SOURCE PASSAGE ▸
NOTE: This is a reprint of my review from the Sundance Film Festival. I Origins is in theaters now in limited release, expanding on July 25th.
Brit Marling's string of highly-intelligent thrillers goes to a whole new level in I Origins, her second feature alongside director Mike Cahill, the two of them bursting onto the scene at Sundance three years ago with the heady sci-fi drama Another Earth. It was that same year Marling and director Zal Batmanglij debuted the intoxicating Sound of My Voice, helping to establish her as a thoughtful new voice on the indie scene, someone who wasn't willing to compromise her intellectual pursuits in favor of wider audience appeal. She's found that audience anyway, and with I Origins she and Cahill take viewers through a complicated, thought-provoking journey investigating the connection between religion and science.
But this isn't solely Marling's film; the script she co-wrote with Cahill centers largely on Michael Pitt as Dr. Ian Grey, a molecular biologist obsessed with the human eye. For decades, scientists have used the eye as proof of the evolutionary theory due to its stunning complexity. This would seem to run up against the old adage that "the eyes are the windows to the soul", and that argument between the spiritual and the analytical proves to be the launching pad for a smart, occasionally confounding film that combines romance, thriller, and philosophical elements to create something wholly special.
The film begins, appropriately enough, with a flurry of images of the human eye. They are as unique and identifiable as fingerprints, and Ian is consumed with tracking their evolution in an effort to disprove the existence of God. At a costume party he meets a masked French woman, Sofi (Astrid Berges-Frisbey), an enigmatic free spirit with dazzling eyes Ian has never seen the likes of. After taking a photograph of her eyes to add to his collection, they share a brief romantic moment and a moment of deep emotional connection. She disappears afterwards, and Ian sets off to find her.
Something, perhaps fate, seems to be drawing them together, and soon they are reunited and embarking on a whirlwind romance that at first feels a little trite and disconnected from Ian's purpose. As they begin to learn more about one another, it becomes obvious just how different they are in just about every way. Sofi is a free spirt with a firm belief in the existence of God and the idea of past lives and an afterlife, which runs head up against Ian's reliance on facts and figures. Not that any of this holds back their growing love, and as we're taken deeper into the relationship the film takes the shape of a pure romance, far removed from the coldlyscientific way it began.

SUPPLIED MATERIAL ▸

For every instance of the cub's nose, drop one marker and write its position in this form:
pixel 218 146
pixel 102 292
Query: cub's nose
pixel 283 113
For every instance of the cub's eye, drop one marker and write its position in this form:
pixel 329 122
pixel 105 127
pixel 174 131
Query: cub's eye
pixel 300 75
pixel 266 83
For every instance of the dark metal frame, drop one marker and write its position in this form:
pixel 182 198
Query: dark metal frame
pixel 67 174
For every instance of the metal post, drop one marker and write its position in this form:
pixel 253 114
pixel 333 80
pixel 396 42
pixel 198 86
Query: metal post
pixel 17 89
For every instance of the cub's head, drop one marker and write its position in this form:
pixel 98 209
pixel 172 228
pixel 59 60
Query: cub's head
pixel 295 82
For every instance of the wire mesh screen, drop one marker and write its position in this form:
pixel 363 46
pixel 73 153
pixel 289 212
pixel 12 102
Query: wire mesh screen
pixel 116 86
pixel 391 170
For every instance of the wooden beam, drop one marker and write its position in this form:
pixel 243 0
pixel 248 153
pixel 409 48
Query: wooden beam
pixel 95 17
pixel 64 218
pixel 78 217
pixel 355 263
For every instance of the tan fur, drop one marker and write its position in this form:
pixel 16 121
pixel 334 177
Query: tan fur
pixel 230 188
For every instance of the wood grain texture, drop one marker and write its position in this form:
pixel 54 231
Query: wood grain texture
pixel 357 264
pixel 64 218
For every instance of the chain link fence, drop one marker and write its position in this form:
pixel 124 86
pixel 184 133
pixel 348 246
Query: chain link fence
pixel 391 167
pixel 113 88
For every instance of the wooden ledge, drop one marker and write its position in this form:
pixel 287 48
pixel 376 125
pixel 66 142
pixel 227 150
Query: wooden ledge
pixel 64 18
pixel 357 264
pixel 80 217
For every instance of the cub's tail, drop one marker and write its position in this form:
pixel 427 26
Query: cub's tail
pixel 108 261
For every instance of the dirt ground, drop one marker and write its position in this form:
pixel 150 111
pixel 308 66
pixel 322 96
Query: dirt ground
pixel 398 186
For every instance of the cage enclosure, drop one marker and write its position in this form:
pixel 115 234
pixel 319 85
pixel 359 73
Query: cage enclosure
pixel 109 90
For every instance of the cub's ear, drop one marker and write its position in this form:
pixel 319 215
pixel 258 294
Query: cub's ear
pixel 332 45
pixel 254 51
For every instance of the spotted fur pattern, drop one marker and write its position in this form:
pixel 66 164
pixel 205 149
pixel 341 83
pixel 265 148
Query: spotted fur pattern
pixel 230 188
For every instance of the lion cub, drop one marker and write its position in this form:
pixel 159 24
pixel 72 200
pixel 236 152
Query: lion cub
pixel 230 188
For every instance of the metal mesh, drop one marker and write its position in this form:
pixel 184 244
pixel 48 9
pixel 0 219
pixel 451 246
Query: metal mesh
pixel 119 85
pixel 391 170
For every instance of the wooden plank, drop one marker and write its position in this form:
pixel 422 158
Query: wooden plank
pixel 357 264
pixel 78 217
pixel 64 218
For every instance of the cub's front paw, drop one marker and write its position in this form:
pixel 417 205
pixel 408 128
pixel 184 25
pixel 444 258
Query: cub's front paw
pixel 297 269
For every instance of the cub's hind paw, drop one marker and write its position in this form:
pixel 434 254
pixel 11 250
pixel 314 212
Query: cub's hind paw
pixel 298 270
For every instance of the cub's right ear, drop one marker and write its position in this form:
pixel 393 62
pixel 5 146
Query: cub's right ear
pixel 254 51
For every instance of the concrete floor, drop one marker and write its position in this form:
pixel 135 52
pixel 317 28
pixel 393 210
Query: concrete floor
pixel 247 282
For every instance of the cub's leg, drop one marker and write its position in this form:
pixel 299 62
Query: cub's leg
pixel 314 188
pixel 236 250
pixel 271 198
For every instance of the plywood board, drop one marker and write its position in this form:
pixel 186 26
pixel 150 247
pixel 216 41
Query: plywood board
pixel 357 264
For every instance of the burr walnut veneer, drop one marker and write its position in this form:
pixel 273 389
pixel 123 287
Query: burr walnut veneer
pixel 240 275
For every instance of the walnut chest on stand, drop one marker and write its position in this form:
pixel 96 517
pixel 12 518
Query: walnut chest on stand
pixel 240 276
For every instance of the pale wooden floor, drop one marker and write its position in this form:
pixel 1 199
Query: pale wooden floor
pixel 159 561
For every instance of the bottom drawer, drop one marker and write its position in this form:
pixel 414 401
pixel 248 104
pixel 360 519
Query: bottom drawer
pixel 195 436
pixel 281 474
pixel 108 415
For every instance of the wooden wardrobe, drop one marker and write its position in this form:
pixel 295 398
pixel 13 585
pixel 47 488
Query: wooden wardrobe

WHAT YOU NEED TO DO ▸
Say whether each statement below agrees with the film review: (a) I Origins is Marling's second feature made with director Mike Cahill. (b) Ian first meets Sofi at a film festival screening. (c) Ian tracks the evolution of the eye to prove that God exists. Answer each with yes or no and quote the deciding words of the review.

RESPONSE TO THE EXERCISE ▸
(a) Yes: "her second feature alongside director Mike Cahill"
(b) No: "At a costume party he meets a masked French woman, Sofi"
(c) No: "in an effort to disprove the existence of God"